- [What is expected] Starting from the line containing "query (the phrase naming what to segment): wicker", write out the rest of the entries exactly, through the final line, including nothing else.

- [Supplied data]
******************************
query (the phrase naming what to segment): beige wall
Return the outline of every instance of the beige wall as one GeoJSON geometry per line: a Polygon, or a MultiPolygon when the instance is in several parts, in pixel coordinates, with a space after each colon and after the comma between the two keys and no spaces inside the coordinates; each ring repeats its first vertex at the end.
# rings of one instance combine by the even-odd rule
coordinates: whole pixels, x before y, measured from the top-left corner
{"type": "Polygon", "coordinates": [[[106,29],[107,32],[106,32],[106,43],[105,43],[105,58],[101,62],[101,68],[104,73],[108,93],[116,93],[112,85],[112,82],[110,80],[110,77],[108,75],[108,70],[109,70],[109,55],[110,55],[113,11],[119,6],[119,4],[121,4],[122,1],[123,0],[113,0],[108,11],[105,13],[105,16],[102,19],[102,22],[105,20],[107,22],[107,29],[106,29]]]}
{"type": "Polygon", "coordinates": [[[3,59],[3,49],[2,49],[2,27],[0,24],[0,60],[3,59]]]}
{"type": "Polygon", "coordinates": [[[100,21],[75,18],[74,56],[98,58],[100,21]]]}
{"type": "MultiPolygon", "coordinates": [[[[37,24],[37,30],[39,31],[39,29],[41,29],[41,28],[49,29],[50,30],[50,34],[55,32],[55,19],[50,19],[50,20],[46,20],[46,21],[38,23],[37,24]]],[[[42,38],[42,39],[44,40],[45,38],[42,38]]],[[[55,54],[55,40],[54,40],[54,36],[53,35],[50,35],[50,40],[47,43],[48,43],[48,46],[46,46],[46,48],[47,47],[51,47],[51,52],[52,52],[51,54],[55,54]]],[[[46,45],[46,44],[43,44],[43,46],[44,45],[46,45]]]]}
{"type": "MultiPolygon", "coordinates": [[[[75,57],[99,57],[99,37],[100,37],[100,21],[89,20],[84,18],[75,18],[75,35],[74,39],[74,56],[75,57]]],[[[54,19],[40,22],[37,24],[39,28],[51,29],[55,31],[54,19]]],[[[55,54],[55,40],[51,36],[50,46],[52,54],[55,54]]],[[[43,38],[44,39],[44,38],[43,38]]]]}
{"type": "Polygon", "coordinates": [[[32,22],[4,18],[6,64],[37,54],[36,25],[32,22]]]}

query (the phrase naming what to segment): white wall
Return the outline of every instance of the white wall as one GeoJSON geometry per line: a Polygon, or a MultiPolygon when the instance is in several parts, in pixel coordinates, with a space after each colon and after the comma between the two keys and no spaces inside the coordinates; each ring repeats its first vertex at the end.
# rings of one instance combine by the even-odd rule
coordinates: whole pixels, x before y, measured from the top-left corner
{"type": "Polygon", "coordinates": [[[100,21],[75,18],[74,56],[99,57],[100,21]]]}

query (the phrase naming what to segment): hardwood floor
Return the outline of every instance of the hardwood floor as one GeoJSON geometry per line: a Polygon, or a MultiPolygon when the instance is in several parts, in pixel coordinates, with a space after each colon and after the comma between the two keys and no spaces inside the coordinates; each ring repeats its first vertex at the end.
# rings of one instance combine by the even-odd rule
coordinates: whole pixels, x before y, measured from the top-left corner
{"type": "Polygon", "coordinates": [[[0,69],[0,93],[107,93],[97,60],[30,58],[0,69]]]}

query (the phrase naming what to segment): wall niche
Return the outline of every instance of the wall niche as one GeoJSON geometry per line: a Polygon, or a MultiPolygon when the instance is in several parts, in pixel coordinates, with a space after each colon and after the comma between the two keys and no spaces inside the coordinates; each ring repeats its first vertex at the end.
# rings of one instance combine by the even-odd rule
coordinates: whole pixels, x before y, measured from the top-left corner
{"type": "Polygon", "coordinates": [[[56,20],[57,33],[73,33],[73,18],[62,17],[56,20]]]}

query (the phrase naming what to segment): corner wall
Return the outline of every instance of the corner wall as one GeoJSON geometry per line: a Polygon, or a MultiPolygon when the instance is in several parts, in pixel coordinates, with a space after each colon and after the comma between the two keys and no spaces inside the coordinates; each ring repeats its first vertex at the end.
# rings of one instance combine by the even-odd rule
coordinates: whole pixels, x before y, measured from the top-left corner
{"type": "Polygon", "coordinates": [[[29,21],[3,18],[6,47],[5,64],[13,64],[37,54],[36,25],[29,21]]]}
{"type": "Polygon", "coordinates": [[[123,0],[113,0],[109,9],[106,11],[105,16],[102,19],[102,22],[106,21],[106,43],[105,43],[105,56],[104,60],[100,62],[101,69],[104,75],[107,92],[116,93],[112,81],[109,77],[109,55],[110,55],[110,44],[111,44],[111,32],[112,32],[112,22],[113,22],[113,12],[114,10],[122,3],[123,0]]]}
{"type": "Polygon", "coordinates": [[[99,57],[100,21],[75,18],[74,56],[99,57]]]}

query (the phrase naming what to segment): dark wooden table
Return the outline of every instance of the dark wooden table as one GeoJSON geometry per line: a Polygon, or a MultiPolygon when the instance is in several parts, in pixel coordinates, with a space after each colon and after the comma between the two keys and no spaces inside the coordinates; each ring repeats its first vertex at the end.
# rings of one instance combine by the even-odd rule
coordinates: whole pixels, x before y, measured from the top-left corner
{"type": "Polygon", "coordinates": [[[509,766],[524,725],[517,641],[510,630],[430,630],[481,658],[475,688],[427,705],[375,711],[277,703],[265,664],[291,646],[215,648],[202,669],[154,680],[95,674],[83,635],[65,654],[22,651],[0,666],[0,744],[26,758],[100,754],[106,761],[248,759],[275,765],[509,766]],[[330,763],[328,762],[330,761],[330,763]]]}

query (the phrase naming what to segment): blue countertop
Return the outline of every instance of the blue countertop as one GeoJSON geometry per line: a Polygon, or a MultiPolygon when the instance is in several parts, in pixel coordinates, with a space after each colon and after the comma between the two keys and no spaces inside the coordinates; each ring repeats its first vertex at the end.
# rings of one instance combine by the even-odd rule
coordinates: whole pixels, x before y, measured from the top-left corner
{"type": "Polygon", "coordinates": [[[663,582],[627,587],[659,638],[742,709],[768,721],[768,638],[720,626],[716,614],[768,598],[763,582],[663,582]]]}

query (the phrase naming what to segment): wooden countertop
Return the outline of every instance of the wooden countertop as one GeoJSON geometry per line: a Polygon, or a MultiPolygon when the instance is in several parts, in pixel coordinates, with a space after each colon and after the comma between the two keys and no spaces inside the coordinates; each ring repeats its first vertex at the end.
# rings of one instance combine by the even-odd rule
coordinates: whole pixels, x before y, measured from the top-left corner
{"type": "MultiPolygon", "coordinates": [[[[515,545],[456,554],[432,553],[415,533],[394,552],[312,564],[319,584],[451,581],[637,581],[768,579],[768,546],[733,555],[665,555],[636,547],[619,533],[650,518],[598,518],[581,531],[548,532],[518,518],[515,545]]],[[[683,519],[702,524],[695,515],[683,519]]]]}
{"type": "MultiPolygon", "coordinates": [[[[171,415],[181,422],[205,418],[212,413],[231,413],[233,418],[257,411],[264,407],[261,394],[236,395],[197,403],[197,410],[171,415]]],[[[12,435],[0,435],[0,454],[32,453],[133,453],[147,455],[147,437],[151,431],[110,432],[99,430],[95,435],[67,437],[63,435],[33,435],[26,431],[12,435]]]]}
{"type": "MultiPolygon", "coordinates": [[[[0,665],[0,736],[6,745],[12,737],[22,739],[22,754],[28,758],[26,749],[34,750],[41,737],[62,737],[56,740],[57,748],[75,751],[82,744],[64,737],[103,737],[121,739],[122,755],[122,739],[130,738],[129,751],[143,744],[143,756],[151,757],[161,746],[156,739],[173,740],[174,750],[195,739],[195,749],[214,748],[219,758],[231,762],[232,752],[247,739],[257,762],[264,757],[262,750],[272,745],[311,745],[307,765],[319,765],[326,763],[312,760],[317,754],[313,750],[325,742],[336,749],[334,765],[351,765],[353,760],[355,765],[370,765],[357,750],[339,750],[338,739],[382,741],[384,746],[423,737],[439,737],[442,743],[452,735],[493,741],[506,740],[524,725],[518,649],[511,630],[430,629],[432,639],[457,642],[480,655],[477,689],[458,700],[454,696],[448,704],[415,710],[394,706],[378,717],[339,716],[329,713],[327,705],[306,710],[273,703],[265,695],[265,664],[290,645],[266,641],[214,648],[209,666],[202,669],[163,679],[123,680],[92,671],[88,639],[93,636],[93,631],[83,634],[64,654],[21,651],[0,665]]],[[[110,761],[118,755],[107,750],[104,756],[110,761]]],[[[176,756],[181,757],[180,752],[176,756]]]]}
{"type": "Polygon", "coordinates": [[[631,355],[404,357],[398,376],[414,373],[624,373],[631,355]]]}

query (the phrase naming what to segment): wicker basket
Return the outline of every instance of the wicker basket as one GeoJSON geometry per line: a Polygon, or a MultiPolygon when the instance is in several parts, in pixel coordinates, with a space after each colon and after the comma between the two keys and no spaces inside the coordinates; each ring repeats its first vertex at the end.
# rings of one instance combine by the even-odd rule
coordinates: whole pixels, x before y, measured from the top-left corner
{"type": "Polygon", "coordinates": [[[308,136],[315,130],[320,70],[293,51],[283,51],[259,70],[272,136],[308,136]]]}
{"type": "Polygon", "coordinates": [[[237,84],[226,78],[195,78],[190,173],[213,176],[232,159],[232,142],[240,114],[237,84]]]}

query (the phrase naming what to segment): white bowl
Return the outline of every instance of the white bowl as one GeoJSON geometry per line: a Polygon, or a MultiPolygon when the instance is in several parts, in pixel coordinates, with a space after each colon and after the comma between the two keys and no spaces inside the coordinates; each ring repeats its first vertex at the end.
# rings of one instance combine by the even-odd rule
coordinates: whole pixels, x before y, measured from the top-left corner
******************************
- [Exercise output]
query (the phrase naming what to segment): wicker basket
Return the outline of every instance of the wicker basket as one GeoJSON geometry per line: a Polygon, or a MultiPolygon when the instance is in several parts, in pixel coordinates, with a space after each colon and after the comma between the two keys and no spaces inside the coordinates; each ring repeats its first vertex at the end.
# rings of one instance combine by the even-odd rule
coordinates: whole pixels, x before y, measured from the top-left corner
{"type": "Polygon", "coordinates": [[[308,136],[315,130],[320,70],[293,51],[283,51],[259,70],[272,136],[308,136]]]}
{"type": "Polygon", "coordinates": [[[237,84],[226,78],[195,78],[190,173],[213,176],[232,159],[232,142],[240,114],[237,84]]]}

query (the phrase naming what to segment): white bowl
Return the outline of every instance of the white bowl as one GeoJSON geometry per line: a Polygon, or a MultiPolygon when the instance is in several parts, in pixel coordinates, with a space after each colon and after the comma between the two keys and no spaces inside the coordinates; each ring repeats its first vertex at the end.
# rings of one instance combine by the even-odd rule
coordinates: whole pixels, x before y, measured from the top-left corner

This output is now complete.